**Selected text**
- Born: July 15, 1974 (age 51) Surrey, British Columbia, Canada
- Height: 6 ft 0 in (183 cm)
- Weight: 200 lb (91 kg; 14 st 4 lb)
- Position: Right wing
- Shot: Right
- Played for: Vancouver Canucks New York Islanders Ottawa Senators Minnesota Wild
- NHL draft: 221st overall, 1994 Vancouver Canucks Coaching career

Current position
- Title: Head coach
- Team: Michigan Tech
- Conference: CCHA
- Record: 23–13–3 (.628)

Biographical details
- Alma mater: Michigan

Playing career
- 1994–1998: Michigan

Coaching career (HC unless noted)
- 2006–2007: Eastern Michigan (assistant)
- 2007–2008: Eastern Michigan
- 2008–2010: Valencia Flyers
- 2010–2011: New Mexico Mustangs
- 2011–2015: Michigan Tech (assistant)
- 2015–2017: Tri-City Storm
- 2017–2023: Michigan (AHC)
- 2024–2025: Lindenwood
- 2025–present: Michigan Tech

Administrative career (AD unless noted)
- 2015–2017: Tri-City Storm (GM)

Head coaching record
- Overall: 31–35–5 (.472)
- Playing career: 1998–2004

= Bill Muckalt =

Canadian ice hockey player

William Raymond Muckalt (born July 15, 1974) is a Canadian former professional ice hockey player who is currently the head coach at Michigan Tech. He was previously the associate head coach at Michigan. He was the head coach and general manager of the Tri-City Storm of the United States Hockey League. Muckalt played in the National Hockey League for the Vancouver Canucks, New York Islanders, Ottawa Senators and Minnesota Wild from 1998 until 2003. In 2016, Muckalt led the Tri-City Storm to its first Clark Cup during his first season as head coach and general manager.

**Task description**
Rewrite the stretch of the coaching profile from "- 2007–2008: Eastern" through "Overall: 31–35–5 (.472)", changing "Eastern Michigan" to "EMU".

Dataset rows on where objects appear
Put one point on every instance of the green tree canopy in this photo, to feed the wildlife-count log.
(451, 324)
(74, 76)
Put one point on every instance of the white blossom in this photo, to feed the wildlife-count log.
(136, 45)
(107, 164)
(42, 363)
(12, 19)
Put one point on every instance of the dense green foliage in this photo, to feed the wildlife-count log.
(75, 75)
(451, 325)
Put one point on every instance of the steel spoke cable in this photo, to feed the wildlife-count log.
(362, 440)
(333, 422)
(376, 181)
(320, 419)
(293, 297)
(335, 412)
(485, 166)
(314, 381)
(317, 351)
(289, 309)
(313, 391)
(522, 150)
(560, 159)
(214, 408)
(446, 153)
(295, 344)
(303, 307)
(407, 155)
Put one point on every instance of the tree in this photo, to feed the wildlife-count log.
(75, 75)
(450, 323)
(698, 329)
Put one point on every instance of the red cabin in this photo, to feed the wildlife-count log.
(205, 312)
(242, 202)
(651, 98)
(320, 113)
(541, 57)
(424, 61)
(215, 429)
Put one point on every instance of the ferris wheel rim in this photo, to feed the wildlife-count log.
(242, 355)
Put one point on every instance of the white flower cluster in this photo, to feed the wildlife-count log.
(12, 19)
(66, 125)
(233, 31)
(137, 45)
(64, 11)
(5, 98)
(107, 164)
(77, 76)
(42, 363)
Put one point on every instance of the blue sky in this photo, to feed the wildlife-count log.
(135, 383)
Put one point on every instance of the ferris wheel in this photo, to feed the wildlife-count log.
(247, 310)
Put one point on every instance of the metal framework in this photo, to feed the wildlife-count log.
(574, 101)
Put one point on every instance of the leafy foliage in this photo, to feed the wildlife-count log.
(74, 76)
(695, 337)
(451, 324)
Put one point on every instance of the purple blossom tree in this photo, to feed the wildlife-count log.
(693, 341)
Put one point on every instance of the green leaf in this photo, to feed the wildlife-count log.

**Worked solution**
- 2007–2008: EMU
- 2008–2010: Valencia Flyers
- 2010–2011: New Mexico Mustangs
- 2011–2015: Michigan Tech (assistant)
- 2015–2017: Tri-City Storm
- 2017–2023: Michigan (AHC)
- 2024–2025: Lindenwood
- 2025–present: Michigan Tech

Administrative career (AD unless noted)
- 2015–2017: Tri-City Storm (GM)

Head coaching record
- Overall: 31–35–5 (.472)